(Data extracted from a collection)
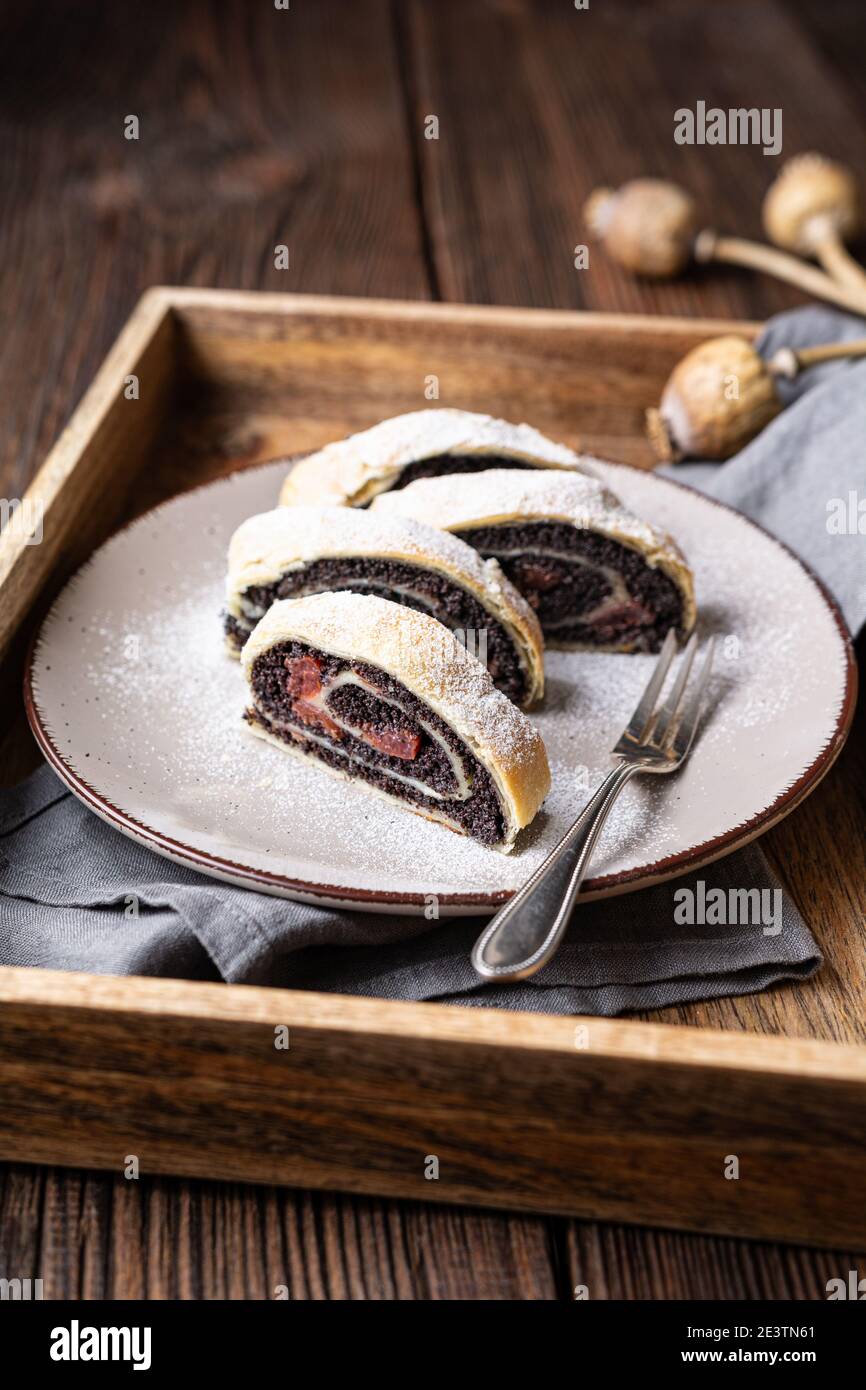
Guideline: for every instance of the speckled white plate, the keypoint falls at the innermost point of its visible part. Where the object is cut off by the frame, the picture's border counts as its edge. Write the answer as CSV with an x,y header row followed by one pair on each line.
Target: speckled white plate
x,y
138,708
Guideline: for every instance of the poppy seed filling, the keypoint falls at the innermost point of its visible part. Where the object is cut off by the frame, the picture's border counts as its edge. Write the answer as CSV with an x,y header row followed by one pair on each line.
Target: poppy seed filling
x,y
360,720
407,584
585,588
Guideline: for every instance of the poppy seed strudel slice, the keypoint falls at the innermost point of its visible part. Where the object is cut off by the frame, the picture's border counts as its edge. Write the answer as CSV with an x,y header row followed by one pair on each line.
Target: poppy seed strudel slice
x,y
597,576
424,444
298,551
387,697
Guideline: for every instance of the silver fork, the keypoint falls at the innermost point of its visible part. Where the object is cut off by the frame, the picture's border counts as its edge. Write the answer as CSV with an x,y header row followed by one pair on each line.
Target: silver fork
x,y
526,933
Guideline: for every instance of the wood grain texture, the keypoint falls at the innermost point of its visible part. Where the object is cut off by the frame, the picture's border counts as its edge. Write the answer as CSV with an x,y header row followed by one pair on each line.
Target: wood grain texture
x,y
86,231
635,1123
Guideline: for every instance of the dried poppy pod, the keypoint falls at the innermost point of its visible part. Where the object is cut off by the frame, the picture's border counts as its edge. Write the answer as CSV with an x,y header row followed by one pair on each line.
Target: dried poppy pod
x,y
648,227
716,399
813,209
722,394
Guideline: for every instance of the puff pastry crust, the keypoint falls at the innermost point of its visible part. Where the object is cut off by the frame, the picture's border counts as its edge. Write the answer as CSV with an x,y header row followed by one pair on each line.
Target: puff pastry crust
x,y
313,662
352,471
296,551
523,519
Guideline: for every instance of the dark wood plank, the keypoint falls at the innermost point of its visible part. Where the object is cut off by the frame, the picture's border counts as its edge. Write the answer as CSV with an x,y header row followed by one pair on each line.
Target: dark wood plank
x,y
538,103
109,1237
256,129
320,160
622,1262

▶ _THE PROBLEM_
Pictures are to be left out; all else in the entries above is to be quoted exactly.

▶ _ANSWER SPACE_
Guideline: for every instance of the speckled white plate, the keypoint falls at the innermost point of its visible part. Where the object is cut off by the frame, the picture's border counts as its edge. Write the answer as CSV with an x,y header row followed by one pair on each line.
Target: speckled white plate
x,y
138,708
Guideline: for every instance of the poppy seed filling, the keypoint falls at the innermost point of its visible part. Where the object is cut off by the frame, the picture's border counts as its edge. Write the answer as CSV with an x,y header row followed by one pair on each line.
Target: poppy seed filling
x,y
360,720
407,584
585,588
Guideline: for every instance of the poppy seed strudel slice, the keypoint falls at the innermost point of its visible part. Where the object is cut off by the frame, the picture's border counts as its edge. Write the answer as CSV with an x,y header row followed by one pair on each line.
Target: poppy seed strudel slice
x,y
597,576
424,444
298,551
387,697
Guideline: for every instance of the silver fork, the keypoint falls at the innermost point of its visible part. Where the object is cut off by the frame, the picture's border counts as its edge. Write the answer as CSV with an x,y header row followed by one pair on each line.
Target: silver fork
x,y
526,933
Guideline: for every instance of the wood grain texture, the keypoint falls at the innermost point of its visible part. Where the object is cut off by the frame, the picture's border counts as its edge. Write the answer as CSV with an x,y header row followed by one pair on each line.
Target: wood grain texture
x,y
86,231
635,1123
Guideline: for every instance of the dried poppy pod, the keypoint falls at the innermost point of its visible part. Where the object is cut off by the frame, the picture's border counts as its edge. Write the answer as CSV with an x,y header row followed by one pair on each line.
Target: dried poppy pod
x,y
648,227
716,399
813,209
722,394
Guideline: for every instance of the puff pastry crust, the keypoint falls at the innermost point of its visible part. Where the object is cut off by the frame, the picture's border counts as its edge. Write the answer as CSV with an x,y header row followed by one pair on each line.
Target: puff pastry crust
x,y
313,662
352,471
296,551
523,519
Guideline: for every instance of the dark wood plank, the keypoint falls at the innermost point of its visible part. Where the object is cut off by the frame, the picture's border counts as its edge. Write the answer as CSV with an x,y header row followed by one pair on each line.
Target: dark wood plank
x,y
538,103
109,1237
256,129
320,160
622,1262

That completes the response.